Problem = Return every entry from the listing below unaltered.

Source data =
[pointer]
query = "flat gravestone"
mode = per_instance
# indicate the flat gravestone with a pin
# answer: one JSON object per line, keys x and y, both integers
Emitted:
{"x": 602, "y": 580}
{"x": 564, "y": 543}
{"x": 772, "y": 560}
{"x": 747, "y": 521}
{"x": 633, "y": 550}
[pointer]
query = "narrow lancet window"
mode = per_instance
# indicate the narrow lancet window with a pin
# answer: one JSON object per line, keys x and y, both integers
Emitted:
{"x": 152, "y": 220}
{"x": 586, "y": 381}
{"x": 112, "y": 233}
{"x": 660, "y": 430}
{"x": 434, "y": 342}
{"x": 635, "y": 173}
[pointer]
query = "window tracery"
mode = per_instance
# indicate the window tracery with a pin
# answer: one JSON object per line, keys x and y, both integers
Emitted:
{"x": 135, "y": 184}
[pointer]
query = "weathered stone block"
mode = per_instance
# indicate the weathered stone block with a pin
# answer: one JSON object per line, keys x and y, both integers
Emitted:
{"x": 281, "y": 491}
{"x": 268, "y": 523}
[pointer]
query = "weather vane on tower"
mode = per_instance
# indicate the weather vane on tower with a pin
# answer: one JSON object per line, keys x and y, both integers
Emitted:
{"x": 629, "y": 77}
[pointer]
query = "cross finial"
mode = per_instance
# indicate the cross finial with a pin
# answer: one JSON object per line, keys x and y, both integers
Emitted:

Response =
[pointer]
query = "flat gravestone"
mode = per_instance
# indicate the flat gravestone with a pin
# answer: one JSON object per line, keys x and y, both integers
Emitted:
{"x": 602, "y": 580}
{"x": 564, "y": 543}
{"x": 772, "y": 560}
{"x": 747, "y": 521}
{"x": 633, "y": 550}
[pointer]
query = "narrow lancet window"
mode = per_instance
# indicate the narrow lancet window with a pin
# answer: one JSON object per line, keys x and y, both integers
Emitted:
{"x": 152, "y": 220}
{"x": 586, "y": 381}
{"x": 112, "y": 233}
{"x": 660, "y": 430}
{"x": 434, "y": 342}
{"x": 635, "y": 173}
[pointer]
query = "window tracery"
mode = per_instance
# indicate the window tracery with a pin
# answer: one JSON object per line, keys x and y, both integers
Emitted:
{"x": 135, "y": 184}
[pointer]
query = "weathered stone block"
mode = per_instance
# indicate the weathered stone block with a pin
# answer: one JSON object per line, keys x and y, both integers
Emitted:
{"x": 281, "y": 491}
{"x": 268, "y": 523}
[pointer]
query = "weather vane on tower"
mode = per_instance
# indicate the weather vane on tower with a pin
# answer: one JSON object per line, keys x and y, both integers
Emitted:
{"x": 629, "y": 77}
[pointer]
query = "cross finial"
mode = per_instance
# indicate the cross finial with a pin
# answer: one JSON object per line, keys x and y, both integers
Emitted:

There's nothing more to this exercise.